**** Rows ****
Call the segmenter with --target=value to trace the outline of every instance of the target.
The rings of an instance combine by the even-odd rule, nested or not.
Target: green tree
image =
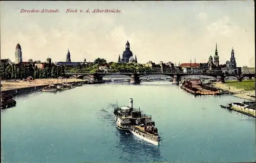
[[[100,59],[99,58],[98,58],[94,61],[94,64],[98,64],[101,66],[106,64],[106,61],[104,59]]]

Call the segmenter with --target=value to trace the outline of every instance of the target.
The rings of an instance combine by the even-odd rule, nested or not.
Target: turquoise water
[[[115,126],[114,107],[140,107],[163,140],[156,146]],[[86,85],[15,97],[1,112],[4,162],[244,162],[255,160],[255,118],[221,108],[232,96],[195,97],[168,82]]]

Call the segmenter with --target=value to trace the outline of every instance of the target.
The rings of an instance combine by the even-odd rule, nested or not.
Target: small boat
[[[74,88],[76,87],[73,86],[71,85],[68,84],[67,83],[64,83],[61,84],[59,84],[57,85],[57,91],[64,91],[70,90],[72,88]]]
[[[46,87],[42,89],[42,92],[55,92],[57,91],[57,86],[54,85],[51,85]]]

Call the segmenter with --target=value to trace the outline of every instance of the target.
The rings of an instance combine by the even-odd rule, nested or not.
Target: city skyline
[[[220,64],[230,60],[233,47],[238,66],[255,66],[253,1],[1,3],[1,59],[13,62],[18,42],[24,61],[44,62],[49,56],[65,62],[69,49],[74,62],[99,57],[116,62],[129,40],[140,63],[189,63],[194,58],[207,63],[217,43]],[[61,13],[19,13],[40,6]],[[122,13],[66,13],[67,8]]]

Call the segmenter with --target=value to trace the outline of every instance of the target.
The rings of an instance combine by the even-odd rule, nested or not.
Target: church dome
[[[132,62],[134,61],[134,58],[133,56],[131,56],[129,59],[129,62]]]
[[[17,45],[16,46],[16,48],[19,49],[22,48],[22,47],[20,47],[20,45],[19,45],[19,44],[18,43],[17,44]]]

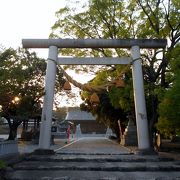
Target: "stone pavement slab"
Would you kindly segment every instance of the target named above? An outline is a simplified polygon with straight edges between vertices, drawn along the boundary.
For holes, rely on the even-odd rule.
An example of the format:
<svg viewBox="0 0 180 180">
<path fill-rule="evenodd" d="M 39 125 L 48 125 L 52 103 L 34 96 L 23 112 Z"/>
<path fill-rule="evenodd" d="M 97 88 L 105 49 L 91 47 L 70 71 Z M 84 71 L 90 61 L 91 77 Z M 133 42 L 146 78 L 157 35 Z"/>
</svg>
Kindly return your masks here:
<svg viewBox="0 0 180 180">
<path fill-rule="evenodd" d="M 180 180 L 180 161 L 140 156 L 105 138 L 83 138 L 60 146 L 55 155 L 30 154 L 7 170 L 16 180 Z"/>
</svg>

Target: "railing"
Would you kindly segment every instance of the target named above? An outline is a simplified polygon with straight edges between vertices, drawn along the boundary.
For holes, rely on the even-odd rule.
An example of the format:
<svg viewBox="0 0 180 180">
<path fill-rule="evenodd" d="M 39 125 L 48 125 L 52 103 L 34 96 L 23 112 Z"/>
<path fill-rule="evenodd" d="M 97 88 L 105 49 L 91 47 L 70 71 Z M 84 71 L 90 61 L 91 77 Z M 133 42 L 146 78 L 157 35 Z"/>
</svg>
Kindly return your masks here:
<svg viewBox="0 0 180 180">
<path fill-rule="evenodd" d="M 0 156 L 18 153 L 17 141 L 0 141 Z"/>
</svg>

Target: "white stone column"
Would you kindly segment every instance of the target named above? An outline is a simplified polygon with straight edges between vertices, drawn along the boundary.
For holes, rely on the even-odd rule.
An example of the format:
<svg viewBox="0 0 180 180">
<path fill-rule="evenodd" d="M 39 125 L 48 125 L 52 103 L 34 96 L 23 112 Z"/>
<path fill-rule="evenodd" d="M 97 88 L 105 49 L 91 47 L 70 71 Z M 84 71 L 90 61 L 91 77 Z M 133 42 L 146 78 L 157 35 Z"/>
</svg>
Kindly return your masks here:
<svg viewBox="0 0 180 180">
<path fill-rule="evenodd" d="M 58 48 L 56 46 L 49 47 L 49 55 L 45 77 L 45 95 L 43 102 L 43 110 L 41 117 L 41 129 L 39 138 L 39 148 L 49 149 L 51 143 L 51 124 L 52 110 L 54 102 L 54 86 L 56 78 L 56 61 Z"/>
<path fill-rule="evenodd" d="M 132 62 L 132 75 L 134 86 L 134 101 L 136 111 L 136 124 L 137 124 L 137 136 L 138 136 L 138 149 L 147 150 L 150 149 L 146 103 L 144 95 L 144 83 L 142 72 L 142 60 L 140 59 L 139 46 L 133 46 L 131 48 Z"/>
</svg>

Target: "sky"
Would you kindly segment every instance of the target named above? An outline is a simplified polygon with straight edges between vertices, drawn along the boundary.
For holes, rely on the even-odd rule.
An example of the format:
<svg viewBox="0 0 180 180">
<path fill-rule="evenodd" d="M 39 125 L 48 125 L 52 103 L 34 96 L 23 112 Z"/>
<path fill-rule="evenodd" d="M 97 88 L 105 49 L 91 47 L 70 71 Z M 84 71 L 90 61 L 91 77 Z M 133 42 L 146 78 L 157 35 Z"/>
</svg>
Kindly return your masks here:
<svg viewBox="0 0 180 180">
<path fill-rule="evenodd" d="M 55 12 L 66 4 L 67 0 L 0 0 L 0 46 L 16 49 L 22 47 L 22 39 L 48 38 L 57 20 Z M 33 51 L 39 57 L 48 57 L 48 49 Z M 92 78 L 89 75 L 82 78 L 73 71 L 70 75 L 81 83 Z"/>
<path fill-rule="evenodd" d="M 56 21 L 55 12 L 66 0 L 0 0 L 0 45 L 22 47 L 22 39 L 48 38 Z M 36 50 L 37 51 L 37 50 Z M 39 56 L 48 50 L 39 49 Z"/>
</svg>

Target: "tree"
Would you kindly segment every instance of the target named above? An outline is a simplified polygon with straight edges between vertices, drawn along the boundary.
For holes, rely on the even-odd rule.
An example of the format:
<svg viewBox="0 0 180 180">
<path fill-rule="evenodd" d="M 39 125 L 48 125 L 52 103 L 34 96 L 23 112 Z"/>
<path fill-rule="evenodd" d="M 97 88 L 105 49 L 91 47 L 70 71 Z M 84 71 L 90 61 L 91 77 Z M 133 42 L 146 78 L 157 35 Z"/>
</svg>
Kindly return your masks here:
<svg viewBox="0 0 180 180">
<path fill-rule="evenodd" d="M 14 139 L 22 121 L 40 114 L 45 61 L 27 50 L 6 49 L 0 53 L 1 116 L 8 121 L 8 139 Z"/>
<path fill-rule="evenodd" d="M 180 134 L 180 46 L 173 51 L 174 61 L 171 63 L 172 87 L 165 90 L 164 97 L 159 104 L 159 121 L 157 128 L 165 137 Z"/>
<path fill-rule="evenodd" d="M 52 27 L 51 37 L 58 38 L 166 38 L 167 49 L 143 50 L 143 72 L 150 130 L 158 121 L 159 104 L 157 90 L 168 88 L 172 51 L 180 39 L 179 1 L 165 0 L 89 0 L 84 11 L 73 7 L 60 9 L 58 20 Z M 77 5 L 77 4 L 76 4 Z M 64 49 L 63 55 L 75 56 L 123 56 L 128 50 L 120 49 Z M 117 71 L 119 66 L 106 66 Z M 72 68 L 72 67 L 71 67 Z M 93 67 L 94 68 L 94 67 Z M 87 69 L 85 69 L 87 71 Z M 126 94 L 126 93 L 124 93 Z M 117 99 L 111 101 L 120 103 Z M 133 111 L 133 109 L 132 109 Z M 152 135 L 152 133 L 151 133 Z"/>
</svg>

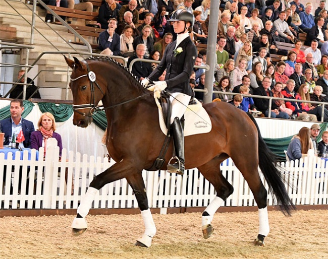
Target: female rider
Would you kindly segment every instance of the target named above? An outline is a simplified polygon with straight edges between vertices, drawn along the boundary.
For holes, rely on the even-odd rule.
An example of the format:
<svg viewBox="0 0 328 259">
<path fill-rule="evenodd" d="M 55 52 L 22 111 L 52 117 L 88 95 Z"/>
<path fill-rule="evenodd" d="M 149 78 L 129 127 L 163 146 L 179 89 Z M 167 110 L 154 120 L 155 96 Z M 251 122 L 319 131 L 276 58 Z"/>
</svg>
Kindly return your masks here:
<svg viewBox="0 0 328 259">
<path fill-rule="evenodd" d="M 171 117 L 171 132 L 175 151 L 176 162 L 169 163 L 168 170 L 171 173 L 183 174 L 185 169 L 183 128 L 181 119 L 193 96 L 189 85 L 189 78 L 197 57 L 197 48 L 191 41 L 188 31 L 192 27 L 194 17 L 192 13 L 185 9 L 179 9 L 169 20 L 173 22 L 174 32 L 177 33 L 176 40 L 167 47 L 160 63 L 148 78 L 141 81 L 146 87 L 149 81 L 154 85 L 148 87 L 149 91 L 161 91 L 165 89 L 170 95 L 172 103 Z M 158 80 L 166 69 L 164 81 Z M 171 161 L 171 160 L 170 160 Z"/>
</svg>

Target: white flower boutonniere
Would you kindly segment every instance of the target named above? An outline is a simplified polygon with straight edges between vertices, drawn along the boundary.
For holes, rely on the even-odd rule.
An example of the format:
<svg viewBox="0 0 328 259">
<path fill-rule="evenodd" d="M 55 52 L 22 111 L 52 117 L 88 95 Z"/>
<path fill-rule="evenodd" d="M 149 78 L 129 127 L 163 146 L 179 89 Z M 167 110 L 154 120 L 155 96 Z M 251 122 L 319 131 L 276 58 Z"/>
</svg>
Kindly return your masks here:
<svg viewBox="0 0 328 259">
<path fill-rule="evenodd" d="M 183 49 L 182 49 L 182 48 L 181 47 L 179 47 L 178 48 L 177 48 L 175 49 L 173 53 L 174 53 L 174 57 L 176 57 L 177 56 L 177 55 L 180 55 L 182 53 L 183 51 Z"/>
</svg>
****
__Task to carry out__. Please quote exactly the lines from the one containing "Target: white flower boutonniere" through the last line of the records above, both included, and nothing else.

__Full answer__.
Target: white flower boutonniere
Would you kindly segment every instance of the target named above? An outline is a simplified polygon with straight edges between vertices, drawn along the boundary.
For holes, rely on the even-odd rule.
An example of the format:
<svg viewBox="0 0 328 259">
<path fill-rule="evenodd" d="M 55 52 L 22 111 L 52 117 L 88 95 Z"/>
<path fill-rule="evenodd" d="M 149 78 L 129 127 L 163 146 L 179 89 Z M 167 110 L 154 120 L 155 96 Z M 251 122 L 319 131 L 276 58 Z"/>
</svg>
Kindly return your masks here:
<svg viewBox="0 0 328 259">
<path fill-rule="evenodd" d="M 183 49 L 182 49 L 182 48 L 181 47 L 179 47 L 178 48 L 177 48 L 175 49 L 173 53 L 174 53 L 174 57 L 176 57 L 177 56 L 177 55 L 180 55 L 182 53 L 183 51 Z"/>
</svg>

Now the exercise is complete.